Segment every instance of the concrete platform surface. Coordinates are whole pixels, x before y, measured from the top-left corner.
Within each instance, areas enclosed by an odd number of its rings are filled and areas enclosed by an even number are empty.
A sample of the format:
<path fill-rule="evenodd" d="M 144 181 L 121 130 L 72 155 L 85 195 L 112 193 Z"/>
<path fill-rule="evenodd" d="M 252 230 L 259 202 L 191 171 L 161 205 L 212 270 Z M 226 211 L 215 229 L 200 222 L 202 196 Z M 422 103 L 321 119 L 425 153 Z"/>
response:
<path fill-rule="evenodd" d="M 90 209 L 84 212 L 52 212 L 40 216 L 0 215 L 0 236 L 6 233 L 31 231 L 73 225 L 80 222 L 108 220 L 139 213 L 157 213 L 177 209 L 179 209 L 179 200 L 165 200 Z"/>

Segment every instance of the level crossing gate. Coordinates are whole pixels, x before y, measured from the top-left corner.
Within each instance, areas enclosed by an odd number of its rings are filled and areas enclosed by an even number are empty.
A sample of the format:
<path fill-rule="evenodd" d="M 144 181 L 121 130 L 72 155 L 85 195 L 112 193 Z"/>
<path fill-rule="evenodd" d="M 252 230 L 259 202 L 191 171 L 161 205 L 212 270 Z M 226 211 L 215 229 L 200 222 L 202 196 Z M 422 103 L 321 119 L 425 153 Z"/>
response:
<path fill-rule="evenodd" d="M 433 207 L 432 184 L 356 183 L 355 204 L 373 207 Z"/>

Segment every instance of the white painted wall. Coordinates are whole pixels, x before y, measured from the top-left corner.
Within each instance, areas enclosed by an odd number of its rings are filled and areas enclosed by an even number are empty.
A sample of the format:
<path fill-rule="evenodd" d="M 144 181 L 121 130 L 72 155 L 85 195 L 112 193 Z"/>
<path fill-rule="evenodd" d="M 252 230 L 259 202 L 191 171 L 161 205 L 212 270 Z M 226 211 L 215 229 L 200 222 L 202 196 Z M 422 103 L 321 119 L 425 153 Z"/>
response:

§ **What is needed**
The expected result is every line from the material above that includes "pixels".

§ **Worked solution**
Segment every instance of the concrete platform surface. Coordinates are whole pixels, x before y, measured from the top-left corner.
Segment every instance of the level crossing gate. Coordinates are whole pixels, x before y, measured from the top-left corner.
Segment every instance of the white painted wall. Coordinates are whole pixels, x before y, measured from the top-left corner.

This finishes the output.